# Document passage
· · · · · · ·
Guest Post by Willis Eschenbach
Figure 1. The Experimental Setup
I keep reading statements in various places about how it is indisputable “simple physics” that if we increase the amount of atmospheric CO2, it will inevitably warm the planet. Here’s a typical example:
In the hyperbolic language that has infested the debate, researchers have been accused of everything from ditching the scientific method to participating in a vast conspiracy. But the basic concepts of the greenhouse effect is a matter of simple physics and chemistry, and have been part of the scientific dialog for roughly a century.
Here’s another:
The important thing is that we know how greenhouse gases affect climate. It has even been predicted hundred years ago by Arrhenius. It is simple physics.
Unfortunately, while the physics is simple, the climate is far from simple. It is one of the more complex systems that we have ever studied. The climate is a tera-watt scale planetary sized heat engine. It is driven by both terrestrial and extra-terrestrial forcings, a number of which are unknown, and many of which are poorly understood and/or difficult to measure. It is inherently chaotic and turbulent, two conditions for which we have few mathematical tools.
The climate is composed of six major subsystems — atmosphere, ocean, cryosphere, lithosphere, biosphere, and electrosphere. All of these subsystems are imperfectly understood. Each of these subsystems has its own known and unknown internal and external forcings, feedbacks, resonances, and cyclical variations. In addition, each subsystem affects all of the other subsystems through a variety of known and unknown forcings and feedbacks.
Then there is the problem of scale. Climate has crucially important processes at physical scales from the molecular to the planetary and at temporal scales from milliseconds to millennia.
As a result of this almost unimaginable complexity, simple physics is simply inadequate to predict the effect of a change in one of the hundreds and hundreds of things that affect the climate. I will give two examples of why “simple physics” doesn’t work with the climate — a river, and a block of steel. I’ll start with a thought experiment with the block of steel.
Suppose that I want to find out about how temperature affects solids. I take a 75 kg block of steel, and I put the bottom end of it in a bucket of hot water. I duct tape a thermometer to the top end in the best experimental fashion, and I start recording how the temperature changes with time. At first, nothing happens. So I wait. And soon, the temperature of the other end of the block of steel starts rising. Hey, simple physics, right?
To verify my results, I try the experiment with a block of copper. I get the same result, the end of the block that’s not in the hot water soon begins to warm up. I try it with a block of glass, same thing. My tentative conclusion is that simple physics says that if you heat one end of a solid, the other end will eventually heat up as well.
So I look around for a final test. Not seeing anything obvious, I have a flash of insight. I weigh about 75 kg. So I sit with my feet in the bucket of hot water, put the thermometer in my mouth, and wait for my head to heat up. This experimental setup is shown in Figure 1 above.
· · · · · · ·
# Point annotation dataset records

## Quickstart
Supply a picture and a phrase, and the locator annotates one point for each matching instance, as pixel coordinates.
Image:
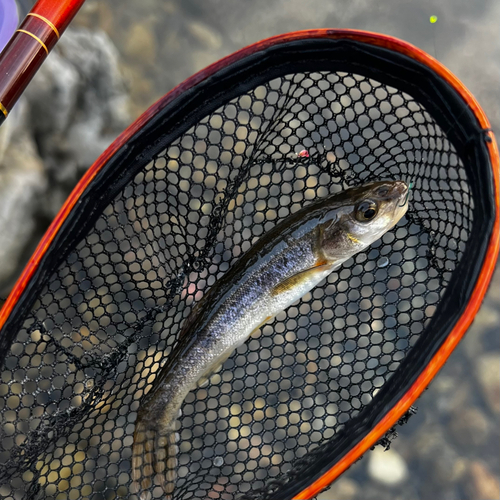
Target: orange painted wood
(486, 273)
(30, 45)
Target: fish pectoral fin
(299, 278)
(154, 460)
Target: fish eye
(366, 211)
(383, 191)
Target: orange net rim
(486, 273)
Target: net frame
(301, 51)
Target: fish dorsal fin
(300, 278)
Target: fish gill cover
(169, 214)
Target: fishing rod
(30, 45)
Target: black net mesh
(108, 317)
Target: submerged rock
(71, 111)
(387, 467)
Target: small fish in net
(161, 218)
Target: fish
(281, 267)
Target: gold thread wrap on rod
(3, 109)
(36, 38)
(47, 22)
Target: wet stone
(488, 376)
(387, 467)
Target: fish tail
(154, 460)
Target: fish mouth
(401, 195)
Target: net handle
(30, 45)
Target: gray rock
(343, 489)
(469, 427)
(71, 111)
(481, 483)
(488, 375)
(22, 182)
(387, 467)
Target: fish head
(360, 216)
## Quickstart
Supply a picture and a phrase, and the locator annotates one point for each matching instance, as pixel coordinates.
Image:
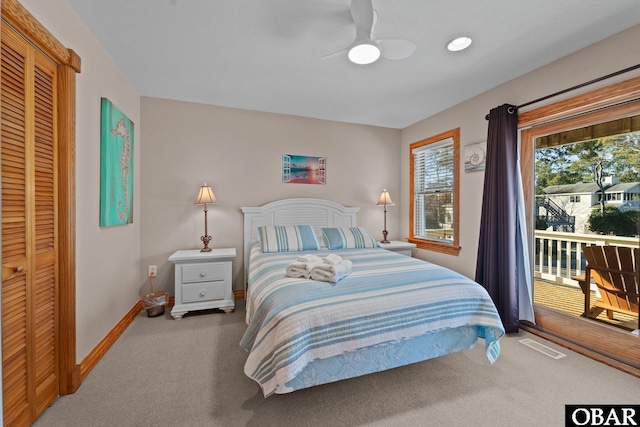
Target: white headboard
(300, 211)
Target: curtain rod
(599, 79)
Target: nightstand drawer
(204, 272)
(203, 292)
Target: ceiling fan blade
(363, 17)
(331, 55)
(396, 48)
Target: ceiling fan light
(459, 43)
(364, 53)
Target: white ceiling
(265, 55)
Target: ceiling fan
(365, 49)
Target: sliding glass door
(581, 171)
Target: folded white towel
(301, 269)
(331, 273)
(309, 258)
(332, 259)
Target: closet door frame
(68, 65)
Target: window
(434, 192)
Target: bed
(390, 311)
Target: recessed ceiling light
(459, 43)
(364, 53)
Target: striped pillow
(287, 238)
(349, 238)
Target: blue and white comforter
(388, 297)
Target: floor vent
(542, 348)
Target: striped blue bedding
(388, 298)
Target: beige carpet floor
(189, 372)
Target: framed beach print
(116, 166)
(298, 169)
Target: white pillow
(287, 238)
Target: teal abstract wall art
(116, 166)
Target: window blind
(433, 188)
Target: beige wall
(610, 55)
(239, 153)
(107, 259)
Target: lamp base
(205, 239)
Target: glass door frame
(601, 342)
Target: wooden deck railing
(558, 255)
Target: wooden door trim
(68, 64)
(609, 103)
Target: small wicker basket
(154, 301)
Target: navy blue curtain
(496, 267)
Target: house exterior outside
(578, 200)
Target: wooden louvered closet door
(29, 215)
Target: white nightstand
(399, 246)
(203, 280)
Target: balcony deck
(570, 300)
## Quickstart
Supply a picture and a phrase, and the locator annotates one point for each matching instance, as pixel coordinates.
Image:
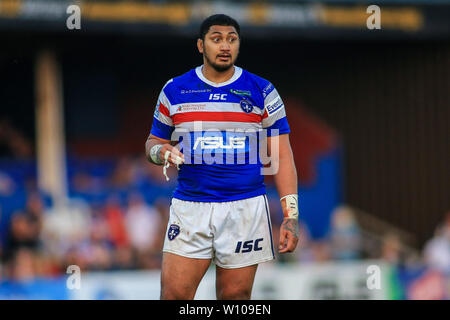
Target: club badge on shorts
(246, 105)
(174, 230)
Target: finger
(172, 158)
(291, 243)
(282, 243)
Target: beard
(219, 67)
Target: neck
(217, 76)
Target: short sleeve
(162, 126)
(274, 116)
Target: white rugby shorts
(234, 234)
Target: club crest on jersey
(246, 106)
(174, 231)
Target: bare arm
(166, 146)
(286, 183)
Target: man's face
(220, 47)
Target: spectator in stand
(345, 235)
(391, 247)
(13, 143)
(437, 250)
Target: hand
(175, 158)
(289, 235)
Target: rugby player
(203, 124)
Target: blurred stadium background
(369, 109)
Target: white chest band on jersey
(290, 205)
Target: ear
(200, 45)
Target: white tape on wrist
(155, 153)
(178, 161)
(291, 205)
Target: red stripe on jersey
(163, 109)
(216, 116)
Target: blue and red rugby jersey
(218, 127)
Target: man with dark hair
(215, 123)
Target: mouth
(224, 57)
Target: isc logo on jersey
(218, 143)
(218, 96)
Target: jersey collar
(236, 75)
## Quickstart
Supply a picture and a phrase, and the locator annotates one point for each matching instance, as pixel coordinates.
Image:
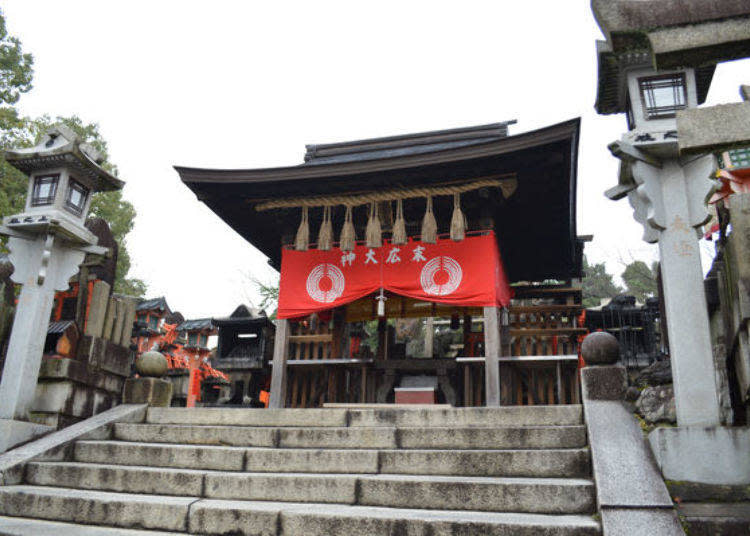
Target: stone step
(523, 462)
(540, 495)
(397, 416)
(118, 478)
(261, 519)
(216, 517)
(558, 415)
(96, 507)
(248, 416)
(530, 495)
(365, 437)
(21, 526)
(160, 455)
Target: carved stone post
(43, 267)
(279, 372)
(670, 202)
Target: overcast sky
(230, 84)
· · · · · · ·
# Instruction 1
In the climate essay, how much does the block of steel in the thought experiment weigh?
# Instruction 2
List the six major subsystems that make up the climate according to the climate essay.
# Instruction 3
Write out the passage of the climate essay from "Guest Post by" up to and including "is simple physics.".

# Exercise output 1
75 kg

# Exercise output 2
Atmosphere, ocean, cryosphere, lithosphere, biosphere, and electrosphere.

# Exercise output 3
Guest Post by Willis Eschenbach
Figure 1. The Experimental Setup
I keep reading statements in various places about how it is indisputable “simple physics” that if we increase the amount of atmospheric CO2, it will inevitably warm the planet. Here’s a typical example:
In the hyperbolic language that has infested the debate, researchers have been accused of everything from ditching the scientific method to participating in a vast conspiracy. But the basic concepts of the greenhouse effect is a matter of simple physics and chemistry, and have been part of the scientific dialog for roughly a century.
Here’s another:
The important thing is that we know how greenhouse gases affect climate. It has even been predicted hundred years ago by Arrhenius. It is simple physics.